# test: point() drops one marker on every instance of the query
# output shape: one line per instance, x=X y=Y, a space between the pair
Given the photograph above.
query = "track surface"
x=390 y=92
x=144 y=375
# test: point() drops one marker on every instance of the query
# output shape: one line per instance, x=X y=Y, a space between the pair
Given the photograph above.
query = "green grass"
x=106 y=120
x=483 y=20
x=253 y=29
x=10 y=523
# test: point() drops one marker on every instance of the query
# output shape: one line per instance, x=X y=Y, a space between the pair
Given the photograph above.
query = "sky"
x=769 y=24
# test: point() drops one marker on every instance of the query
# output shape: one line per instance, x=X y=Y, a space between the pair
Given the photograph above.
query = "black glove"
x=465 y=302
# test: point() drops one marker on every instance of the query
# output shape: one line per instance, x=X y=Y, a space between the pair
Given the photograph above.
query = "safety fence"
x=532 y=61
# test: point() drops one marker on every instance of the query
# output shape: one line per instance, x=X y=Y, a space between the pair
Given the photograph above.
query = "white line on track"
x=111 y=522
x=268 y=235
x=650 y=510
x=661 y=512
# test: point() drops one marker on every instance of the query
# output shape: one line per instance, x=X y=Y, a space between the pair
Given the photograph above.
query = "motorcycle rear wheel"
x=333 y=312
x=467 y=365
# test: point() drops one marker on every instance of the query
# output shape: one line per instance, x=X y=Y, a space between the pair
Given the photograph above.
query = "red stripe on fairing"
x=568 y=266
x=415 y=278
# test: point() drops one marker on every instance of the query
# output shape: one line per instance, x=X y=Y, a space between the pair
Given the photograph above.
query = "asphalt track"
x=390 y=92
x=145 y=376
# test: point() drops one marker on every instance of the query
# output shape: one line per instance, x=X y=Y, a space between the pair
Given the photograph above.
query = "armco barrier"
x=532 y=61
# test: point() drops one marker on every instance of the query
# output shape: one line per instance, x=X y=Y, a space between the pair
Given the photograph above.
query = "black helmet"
**********
STATED TASK: Copy all of the records above verbatim, line for line.

CORRECT RESULT:
# test: point() drops one marker on every instance of the query
# output shape: one line per instance, x=X y=Y, a space between the pair
Given the photograph above.
query = "track surface"
x=390 y=92
x=144 y=375
# test: point() drops one marker on every instance of the query
# output shape: one line per instance, x=X y=Y, a space between the pair
Given the photograph above.
query = "green grass"
x=106 y=120
x=483 y=20
x=253 y=29
x=10 y=523
# test: point() drops one marker on every instance of the query
# output shape: one line per instance, x=X y=Y, a space between the pair
Given the photograph above.
query = "sky"
x=769 y=24
# test: point() drops one marker on every instance of the query
# output shape: one line per instance, x=X y=Y, a space between the pair
Given the photograph above.
query = "black glove"
x=465 y=302
# test: point() drops one marker on every instance of the query
# output shape: one line per instance, x=X y=Y, a space between the pair
Given the photograph above.
query = "safety fence"
x=532 y=61
# test: point() drops one marker on every instance of the query
# output shape: one line per instance, x=X y=Y, a space between the pair
Given the photograph above.
query = "white line on track"
x=111 y=522
x=268 y=235
x=650 y=510
x=661 y=512
# test: point() drops one marker on every instance of the query
# output shape: one line per instance, x=X y=Y, a space between the pair
Given the photograph above.
query = "motorcycle rear wheel"
x=333 y=312
x=467 y=365
# test: point() drops one marker on every instance of the query
# output shape: one line per instance, x=X y=Y, a space between the pair
Given the photograph above.
query = "red stripe on fairing"
x=568 y=266
x=415 y=278
# test: point() drops one marker on every instance of the query
# output shape: one line per instance, x=X y=Y, a space between the pair
Given the photograph above.
query = "asphalt track"
x=390 y=92
x=145 y=376
# test: point() drops one marker on every instance of the query
# output shape: one line per instance, x=X y=Y, a space between the pair
Given the photograph above.
query = "armco barrier"
x=532 y=61
# test: point() drops one marker on every instance of the query
# output shape: one line per instance, x=X y=Y, a space between the pair
Given the photograph above.
query = "black helmet"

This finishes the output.